WHAT TO DO: Without including any pictures, write out the listing below exactly.
BEGIN
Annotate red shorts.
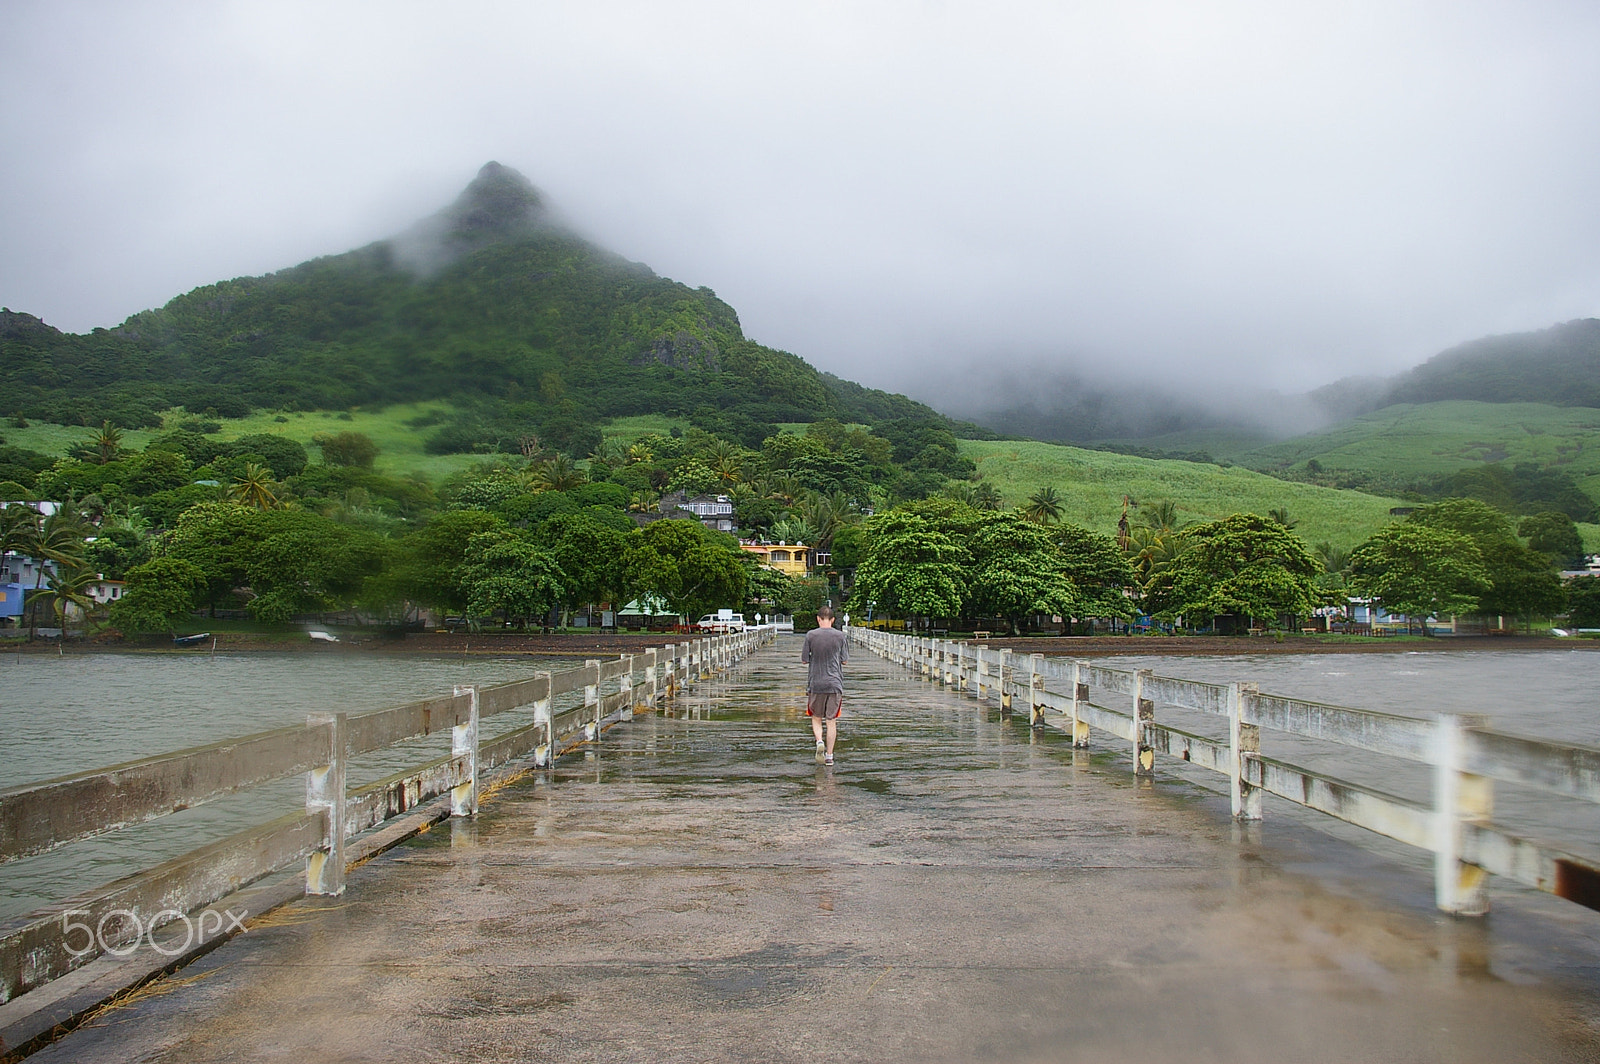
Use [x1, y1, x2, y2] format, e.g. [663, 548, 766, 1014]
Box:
[806, 692, 843, 719]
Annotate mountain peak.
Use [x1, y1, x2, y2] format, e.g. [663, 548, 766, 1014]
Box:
[390, 161, 551, 273]
[445, 161, 546, 237]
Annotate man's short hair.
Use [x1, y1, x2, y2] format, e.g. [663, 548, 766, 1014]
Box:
[816, 605, 835, 621]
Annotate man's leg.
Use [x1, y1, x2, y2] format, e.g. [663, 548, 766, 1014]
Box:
[810, 714, 824, 744]
[825, 718, 837, 755]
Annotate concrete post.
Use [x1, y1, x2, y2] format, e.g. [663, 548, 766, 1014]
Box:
[998, 649, 1013, 716]
[584, 659, 601, 742]
[305, 712, 347, 896]
[1070, 662, 1090, 747]
[1028, 653, 1046, 727]
[644, 647, 659, 706]
[975, 646, 989, 701]
[619, 654, 635, 716]
[1434, 713, 1493, 915]
[1133, 669, 1155, 775]
[533, 671, 552, 767]
[450, 685, 480, 817]
[1228, 682, 1261, 820]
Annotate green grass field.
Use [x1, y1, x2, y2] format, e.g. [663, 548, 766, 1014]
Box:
[1236, 401, 1600, 485]
[4, 404, 491, 482]
[959, 439, 1409, 550]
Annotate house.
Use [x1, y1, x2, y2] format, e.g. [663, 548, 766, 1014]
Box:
END
ANSWER TO THIS EXERCISE:
Annotate red shorts.
Use [x1, y1, x2, y2] format, e.g. [663, 548, 766, 1014]
Box:
[806, 692, 843, 719]
Annotate mountain peak.
Use [x1, y1, x2, y2] format, e.g. [663, 548, 766, 1014]
Box:
[390, 161, 551, 273]
[445, 161, 546, 237]
Annotate man's short hair.
Use [x1, y1, x2, y2] format, e.g. [663, 548, 766, 1014]
Box:
[816, 605, 835, 621]
Annotate man's leg.
Use [x1, y1, x2, y2] format, e.g. [663, 548, 766, 1014]
Box:
[810, 714, 824, 744]
[825, 718, 837, 755]
Annotate concrete post.
Use [x1, y1, x2, y2] format, e.g. [663, 548, 766, 1014]
Box:
[998, 649, 1013, 716]
[584, 659, 601, 742]
[305, 712, 347, 896]
[1070, 662, 1090, 747]
[1028, 653, 1046, 727]
[644, 647, 659, 706]
[975, 646, 989, 701]
[619, 654, 635, 716]
[1434, 713, 1493, 915]
[1133, 669, 1155, 775]
[533, 671, 552, 767]
[450, 685, 480, 817]
[1228, 682, 1261, 820]
Annotate green grass field.
Use [x1, y1, x2, y2] format, e.g. [663, 548, 766, 1014]
Box:
[1236, 401, 1600, 485]
[4, 404, 491, 482]
[959, 439, 1409, 550]
Annotate house.
Use [x1, y1, x2, y2] format, e.g. [663, 548, 766, 1014]
Box:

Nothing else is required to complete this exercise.